WORK ITEM
Below are some entries. Copy each line that holds the string "sandal".

(Dataset entries)
[Start of Attachment]

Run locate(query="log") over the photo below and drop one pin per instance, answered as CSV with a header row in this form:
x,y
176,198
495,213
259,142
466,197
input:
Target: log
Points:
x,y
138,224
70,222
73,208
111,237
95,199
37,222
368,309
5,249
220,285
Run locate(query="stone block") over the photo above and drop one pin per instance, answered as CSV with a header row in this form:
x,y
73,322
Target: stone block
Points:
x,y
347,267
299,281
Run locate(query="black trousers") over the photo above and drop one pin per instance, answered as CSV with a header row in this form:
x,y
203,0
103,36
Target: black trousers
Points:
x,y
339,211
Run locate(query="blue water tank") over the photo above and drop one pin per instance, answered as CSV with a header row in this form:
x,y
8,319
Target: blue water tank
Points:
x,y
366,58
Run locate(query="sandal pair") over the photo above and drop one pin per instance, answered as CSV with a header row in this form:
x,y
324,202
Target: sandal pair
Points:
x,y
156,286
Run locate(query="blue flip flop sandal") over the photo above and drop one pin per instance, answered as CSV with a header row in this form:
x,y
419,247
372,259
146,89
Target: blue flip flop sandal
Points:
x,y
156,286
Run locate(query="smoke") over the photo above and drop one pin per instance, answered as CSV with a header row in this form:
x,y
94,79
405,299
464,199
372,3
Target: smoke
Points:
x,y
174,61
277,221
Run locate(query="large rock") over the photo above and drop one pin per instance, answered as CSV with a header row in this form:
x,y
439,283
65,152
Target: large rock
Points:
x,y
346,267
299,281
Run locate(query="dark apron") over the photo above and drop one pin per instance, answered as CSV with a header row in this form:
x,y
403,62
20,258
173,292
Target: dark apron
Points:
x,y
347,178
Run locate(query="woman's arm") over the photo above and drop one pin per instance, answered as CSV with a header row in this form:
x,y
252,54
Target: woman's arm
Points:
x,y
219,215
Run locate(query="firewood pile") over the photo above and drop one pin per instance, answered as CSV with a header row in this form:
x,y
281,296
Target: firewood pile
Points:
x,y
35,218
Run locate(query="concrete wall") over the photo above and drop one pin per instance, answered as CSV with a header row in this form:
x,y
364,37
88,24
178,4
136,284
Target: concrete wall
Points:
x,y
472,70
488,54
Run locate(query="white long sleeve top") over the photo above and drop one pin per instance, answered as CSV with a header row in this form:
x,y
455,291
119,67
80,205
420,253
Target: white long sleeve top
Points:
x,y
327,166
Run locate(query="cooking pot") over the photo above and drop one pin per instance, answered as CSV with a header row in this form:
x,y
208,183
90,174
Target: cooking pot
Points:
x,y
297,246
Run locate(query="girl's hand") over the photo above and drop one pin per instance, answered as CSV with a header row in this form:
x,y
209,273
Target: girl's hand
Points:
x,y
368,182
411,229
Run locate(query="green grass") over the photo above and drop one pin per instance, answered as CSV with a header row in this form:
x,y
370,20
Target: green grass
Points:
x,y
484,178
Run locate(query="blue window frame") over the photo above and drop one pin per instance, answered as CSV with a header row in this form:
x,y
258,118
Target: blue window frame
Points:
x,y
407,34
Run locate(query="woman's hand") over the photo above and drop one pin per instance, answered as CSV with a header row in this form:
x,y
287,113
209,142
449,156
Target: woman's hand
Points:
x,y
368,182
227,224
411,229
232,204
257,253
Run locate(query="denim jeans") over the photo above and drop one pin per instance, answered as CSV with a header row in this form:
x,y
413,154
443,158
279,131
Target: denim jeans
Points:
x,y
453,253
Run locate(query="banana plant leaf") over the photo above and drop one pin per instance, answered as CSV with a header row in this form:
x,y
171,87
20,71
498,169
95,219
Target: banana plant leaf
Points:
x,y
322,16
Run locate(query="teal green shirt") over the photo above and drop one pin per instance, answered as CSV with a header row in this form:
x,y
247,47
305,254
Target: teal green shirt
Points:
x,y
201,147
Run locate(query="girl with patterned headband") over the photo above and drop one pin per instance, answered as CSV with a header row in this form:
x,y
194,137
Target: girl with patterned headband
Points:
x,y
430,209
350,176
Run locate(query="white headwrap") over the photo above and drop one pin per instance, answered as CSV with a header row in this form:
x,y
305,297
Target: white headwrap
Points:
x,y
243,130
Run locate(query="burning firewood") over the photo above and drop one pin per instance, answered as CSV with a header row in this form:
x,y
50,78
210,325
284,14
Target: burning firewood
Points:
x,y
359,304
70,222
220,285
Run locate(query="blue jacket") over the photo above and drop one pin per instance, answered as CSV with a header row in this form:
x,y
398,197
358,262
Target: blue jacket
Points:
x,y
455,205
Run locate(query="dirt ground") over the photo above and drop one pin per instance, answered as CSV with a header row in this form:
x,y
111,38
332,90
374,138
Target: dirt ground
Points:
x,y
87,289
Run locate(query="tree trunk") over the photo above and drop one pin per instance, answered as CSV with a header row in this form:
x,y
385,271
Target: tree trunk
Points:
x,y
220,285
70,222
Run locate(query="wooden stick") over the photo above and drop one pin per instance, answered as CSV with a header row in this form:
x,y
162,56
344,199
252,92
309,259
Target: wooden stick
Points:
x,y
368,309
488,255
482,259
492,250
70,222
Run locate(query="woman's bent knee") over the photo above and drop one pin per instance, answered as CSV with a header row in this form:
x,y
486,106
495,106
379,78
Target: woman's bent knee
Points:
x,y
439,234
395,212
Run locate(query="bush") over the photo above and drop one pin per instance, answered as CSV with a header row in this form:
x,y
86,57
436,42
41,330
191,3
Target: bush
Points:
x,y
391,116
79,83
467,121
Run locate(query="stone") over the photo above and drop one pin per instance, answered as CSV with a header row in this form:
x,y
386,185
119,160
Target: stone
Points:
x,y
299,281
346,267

[End of Attachment]

REPLY
Run locate(query="sandal pair") over the photo above and drop one pin per instance, answered as CSV with a header row in this form:
Target: sandal pair
Run locate(query="blue flip flop sandal") over the photo above and drop one pin per instance, answered as CSV with a header row in this form:
Target: blue flip flop sandal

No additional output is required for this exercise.